*** Data excerpts
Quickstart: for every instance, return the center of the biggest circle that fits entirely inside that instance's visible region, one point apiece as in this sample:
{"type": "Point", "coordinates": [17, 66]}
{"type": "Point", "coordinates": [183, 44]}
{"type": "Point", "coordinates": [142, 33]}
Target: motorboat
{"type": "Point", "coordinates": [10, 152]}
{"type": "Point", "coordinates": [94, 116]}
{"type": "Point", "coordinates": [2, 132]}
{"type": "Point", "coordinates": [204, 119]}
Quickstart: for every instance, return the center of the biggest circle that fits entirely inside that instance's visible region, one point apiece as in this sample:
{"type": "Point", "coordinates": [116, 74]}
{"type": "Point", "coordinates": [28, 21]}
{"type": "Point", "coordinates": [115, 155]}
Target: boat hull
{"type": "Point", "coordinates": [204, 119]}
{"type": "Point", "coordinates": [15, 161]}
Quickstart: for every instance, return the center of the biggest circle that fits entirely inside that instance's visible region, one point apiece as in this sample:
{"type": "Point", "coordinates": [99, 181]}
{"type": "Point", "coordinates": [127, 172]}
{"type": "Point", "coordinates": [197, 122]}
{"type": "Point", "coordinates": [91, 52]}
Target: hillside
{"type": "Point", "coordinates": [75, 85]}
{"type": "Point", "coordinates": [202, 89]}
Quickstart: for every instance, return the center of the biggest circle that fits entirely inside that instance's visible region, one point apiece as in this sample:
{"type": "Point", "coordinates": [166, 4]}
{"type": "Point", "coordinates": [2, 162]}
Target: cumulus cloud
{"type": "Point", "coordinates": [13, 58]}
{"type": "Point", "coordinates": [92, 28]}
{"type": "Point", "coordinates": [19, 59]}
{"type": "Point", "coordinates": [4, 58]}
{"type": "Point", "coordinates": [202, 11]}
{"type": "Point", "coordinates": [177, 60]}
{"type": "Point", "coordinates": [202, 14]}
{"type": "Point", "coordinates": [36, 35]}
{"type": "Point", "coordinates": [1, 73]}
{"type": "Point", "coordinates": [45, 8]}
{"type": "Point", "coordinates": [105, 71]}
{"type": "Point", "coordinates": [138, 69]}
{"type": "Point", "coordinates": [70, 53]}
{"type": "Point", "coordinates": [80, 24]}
******
All the records above need to be set down again exactly as they were given.

Quickstart: for every instance, return the center of the biggest circle that fits entirely inside that instance's visible region, one point apiece as in this sample:
{"type": "Point", "coordinates": [17, 66]}
{"type": "Point", "coordinates": [183, 44]}
{"type": "Point", "coordinates": [142, 33]}
Target: motorboat
{"type": "Point", "coordinates": [10, 152]}
{"type": "Point", "coordinates": [94, 116]}
{"type": "Point", "coordinates": [2, 132]}
{"type": "Point", "coordinates": [204, 119]}
Quickstart: for every instance, return the center of the biggest circle that fits entirely inside that instance's visible region, one point apiece as in this sample:
{"type": "Point", "coordinates": [116, 74]}
{"type": "Point", "coordinates": [28, 21]}
{"type": "Point", "coordinates": [115, 155]}
Target: boat hull
{"type": "Point", "coordinates": [204, 119]}
{"type": "Point", "coordinates": [15, 161]}
Quickstart: for every instance, return the center of the biggest circle that fits entirely inside that instance's visible region, one point apiece as in this sample:
{"type": "Point", "coordinates": [99, 181]}
{"type": "Point", "coordinates": [127, 172]}
{"type": "Point", "coordinates": [197, 122]}
{"type": "Point", "coordinates": [91, 52]}
Target: hillside
{"type": "Point", "coordinates": [75, 85]}
{"type": "Point", "coordinates": [202, 89]}
Quickstart: for every instance, return the center of the biggest circle that fits entirely inside that instance's visible region, one point apiece as in this sample:
{"type": "Point", "coordinates": [166, 4]}
{"type": "Point", "coordinates": [2, 162]}
Target: cumulus cloud
{"type": "Point", "coordinates": [13, 58]}
{"type": "Point", "coordinates": [92, 28]}
{"type": "Point", "coordinates": [19, 59]}
{"type": "Point", "coordinates": [4, 58]}
{"type": "Point", "coordinates": [202, 11]}
{"type": "Point", "coordinates": [177, 60]}
{"type": "Point", "coordinates": [202, 14]}
{"type": "Point", "coordinates": [36, 35]}
{"type": "Point", "coordinates": [1, 73]}
{"type": "Point", "coordinates": [45, 8]}
{"type": "Point", "coordinates": [105, 71]}
{"type": "Point", "coordinates": [138, 69]}
{"type": "Point", "coordinates": [70, 53]}
{"type": "Point", "coordinates": [80, 24]}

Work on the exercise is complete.